=== Objective ===
Copy out, unchanged, only the part of the lines below that opens with the line containing "of the chair" and runs through the last line.

=== Data for this exercise ===

##############################

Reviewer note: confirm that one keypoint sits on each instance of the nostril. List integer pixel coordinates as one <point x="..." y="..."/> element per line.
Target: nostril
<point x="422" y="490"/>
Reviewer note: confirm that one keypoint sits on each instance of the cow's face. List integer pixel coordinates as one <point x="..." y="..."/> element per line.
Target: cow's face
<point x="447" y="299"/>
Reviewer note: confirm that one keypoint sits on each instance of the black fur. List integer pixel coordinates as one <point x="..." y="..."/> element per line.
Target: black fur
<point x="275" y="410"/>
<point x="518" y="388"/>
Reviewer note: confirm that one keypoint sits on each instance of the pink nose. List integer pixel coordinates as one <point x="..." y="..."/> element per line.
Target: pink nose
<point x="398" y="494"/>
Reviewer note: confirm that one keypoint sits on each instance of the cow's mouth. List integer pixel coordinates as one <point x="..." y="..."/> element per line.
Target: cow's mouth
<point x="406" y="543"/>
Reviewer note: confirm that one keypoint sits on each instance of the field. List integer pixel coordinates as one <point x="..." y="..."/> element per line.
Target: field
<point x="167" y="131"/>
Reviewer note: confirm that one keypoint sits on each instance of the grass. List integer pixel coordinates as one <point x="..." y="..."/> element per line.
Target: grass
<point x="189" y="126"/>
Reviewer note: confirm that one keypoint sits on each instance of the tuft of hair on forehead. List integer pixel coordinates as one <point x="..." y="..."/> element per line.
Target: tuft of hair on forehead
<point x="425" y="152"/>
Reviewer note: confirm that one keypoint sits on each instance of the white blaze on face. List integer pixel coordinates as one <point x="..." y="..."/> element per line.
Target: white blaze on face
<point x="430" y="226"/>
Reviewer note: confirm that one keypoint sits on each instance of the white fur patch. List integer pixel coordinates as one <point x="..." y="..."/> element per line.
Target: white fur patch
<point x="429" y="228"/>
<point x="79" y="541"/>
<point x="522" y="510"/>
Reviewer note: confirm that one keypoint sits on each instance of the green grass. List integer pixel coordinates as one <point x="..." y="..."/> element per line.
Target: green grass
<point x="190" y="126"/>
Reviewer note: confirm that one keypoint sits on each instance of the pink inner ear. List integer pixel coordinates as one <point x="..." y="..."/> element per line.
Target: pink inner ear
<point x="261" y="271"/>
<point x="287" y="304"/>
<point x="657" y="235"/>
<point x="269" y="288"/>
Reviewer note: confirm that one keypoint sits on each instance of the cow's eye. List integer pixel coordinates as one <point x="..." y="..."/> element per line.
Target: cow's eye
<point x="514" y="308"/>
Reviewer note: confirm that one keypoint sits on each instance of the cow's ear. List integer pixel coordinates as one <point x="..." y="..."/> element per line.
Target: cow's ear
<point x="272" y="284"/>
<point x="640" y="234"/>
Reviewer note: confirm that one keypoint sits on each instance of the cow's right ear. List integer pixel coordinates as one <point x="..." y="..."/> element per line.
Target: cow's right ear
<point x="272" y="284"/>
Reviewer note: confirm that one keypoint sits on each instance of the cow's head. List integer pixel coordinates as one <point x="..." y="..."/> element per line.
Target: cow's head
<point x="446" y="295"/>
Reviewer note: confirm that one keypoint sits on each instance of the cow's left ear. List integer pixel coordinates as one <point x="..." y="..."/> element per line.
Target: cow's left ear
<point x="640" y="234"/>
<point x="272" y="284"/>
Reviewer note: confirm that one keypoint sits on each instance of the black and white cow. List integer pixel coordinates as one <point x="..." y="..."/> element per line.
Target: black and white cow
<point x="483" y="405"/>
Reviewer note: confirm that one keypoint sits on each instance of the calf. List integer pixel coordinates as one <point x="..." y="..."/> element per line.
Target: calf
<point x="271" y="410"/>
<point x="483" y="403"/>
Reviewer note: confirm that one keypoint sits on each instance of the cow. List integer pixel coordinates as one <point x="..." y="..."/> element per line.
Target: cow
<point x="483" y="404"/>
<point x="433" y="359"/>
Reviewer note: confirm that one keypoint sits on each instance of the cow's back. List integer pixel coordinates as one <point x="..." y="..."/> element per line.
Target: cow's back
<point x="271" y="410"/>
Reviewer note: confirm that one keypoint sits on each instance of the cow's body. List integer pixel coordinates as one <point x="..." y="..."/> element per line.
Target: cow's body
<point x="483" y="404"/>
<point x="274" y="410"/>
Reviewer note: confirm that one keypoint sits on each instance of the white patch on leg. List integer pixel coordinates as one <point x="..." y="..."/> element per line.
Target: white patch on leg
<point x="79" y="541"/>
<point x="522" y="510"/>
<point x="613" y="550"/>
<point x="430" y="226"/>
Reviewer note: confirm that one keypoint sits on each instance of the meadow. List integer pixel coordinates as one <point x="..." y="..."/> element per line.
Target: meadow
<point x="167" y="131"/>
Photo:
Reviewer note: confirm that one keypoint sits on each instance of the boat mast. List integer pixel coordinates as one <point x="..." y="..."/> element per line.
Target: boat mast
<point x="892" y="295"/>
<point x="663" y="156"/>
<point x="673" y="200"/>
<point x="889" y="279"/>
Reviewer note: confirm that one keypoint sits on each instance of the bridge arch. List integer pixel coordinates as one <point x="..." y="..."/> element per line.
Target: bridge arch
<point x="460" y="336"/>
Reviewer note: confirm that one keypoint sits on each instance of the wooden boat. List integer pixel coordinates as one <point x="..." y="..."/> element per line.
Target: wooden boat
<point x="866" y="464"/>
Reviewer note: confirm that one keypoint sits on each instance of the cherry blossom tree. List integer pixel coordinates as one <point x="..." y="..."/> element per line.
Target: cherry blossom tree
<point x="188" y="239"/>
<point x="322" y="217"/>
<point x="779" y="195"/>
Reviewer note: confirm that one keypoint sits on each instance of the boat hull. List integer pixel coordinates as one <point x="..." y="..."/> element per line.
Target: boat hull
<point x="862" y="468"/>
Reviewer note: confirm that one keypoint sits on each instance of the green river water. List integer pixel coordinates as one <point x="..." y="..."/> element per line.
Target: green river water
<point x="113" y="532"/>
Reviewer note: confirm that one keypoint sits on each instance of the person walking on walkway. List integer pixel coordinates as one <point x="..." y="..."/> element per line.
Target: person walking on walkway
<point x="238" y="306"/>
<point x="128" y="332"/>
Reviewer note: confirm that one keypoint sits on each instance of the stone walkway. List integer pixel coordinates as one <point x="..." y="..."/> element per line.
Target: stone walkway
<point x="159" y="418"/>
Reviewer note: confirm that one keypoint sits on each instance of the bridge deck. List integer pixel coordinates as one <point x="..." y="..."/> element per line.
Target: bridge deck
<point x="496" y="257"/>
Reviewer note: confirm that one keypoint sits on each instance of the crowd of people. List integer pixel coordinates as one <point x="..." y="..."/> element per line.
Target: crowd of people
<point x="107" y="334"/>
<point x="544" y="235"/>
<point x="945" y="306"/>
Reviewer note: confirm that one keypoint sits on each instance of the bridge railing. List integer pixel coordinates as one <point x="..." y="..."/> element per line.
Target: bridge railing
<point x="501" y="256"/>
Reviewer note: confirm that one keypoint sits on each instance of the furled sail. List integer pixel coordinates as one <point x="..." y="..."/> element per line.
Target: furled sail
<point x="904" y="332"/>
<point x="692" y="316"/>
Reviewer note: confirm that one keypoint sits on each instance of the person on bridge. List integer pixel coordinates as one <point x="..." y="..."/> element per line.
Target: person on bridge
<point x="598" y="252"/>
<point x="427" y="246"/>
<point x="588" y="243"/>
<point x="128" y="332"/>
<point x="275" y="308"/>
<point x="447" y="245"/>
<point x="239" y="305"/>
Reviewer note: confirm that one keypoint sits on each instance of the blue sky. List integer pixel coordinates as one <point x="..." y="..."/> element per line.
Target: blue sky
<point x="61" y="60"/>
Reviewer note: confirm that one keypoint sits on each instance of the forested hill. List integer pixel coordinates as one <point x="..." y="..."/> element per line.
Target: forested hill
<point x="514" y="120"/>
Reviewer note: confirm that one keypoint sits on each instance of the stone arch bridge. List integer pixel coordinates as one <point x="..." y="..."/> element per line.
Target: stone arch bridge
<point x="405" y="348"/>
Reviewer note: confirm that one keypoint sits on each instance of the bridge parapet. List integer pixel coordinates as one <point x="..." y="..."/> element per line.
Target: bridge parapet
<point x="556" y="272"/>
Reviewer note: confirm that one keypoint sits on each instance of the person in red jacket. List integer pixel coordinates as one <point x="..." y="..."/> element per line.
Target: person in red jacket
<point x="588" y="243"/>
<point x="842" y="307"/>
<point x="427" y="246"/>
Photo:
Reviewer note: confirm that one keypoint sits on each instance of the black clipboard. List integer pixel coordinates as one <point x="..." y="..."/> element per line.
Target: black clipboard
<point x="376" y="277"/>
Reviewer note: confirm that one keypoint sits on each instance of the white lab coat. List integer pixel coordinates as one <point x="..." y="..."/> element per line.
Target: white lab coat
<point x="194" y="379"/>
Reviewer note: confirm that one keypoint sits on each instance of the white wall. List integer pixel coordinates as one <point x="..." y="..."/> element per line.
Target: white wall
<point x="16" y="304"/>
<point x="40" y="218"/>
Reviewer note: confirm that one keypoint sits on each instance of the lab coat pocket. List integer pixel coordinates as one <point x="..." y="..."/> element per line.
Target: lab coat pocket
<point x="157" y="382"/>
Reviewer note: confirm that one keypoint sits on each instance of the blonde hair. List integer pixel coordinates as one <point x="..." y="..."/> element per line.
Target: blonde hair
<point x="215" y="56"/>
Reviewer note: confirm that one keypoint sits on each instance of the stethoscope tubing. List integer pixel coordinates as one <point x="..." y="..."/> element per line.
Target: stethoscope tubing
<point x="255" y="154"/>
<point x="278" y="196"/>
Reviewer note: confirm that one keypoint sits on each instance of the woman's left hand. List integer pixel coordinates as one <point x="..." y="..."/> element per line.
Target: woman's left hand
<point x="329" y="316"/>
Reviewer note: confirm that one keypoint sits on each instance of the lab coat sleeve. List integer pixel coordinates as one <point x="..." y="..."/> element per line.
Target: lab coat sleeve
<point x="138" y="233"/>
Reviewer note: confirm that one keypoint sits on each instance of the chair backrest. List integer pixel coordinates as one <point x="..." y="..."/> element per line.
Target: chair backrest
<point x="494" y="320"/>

##############################

=== Exercise response ===
Reviewer note: confirm that one keypoint sits on each instance of the chair backrest. List integer pixel coordinates as one <point x="..." y="..."/> element per line.
Target: chair backrest
<point x="494" y="320"/>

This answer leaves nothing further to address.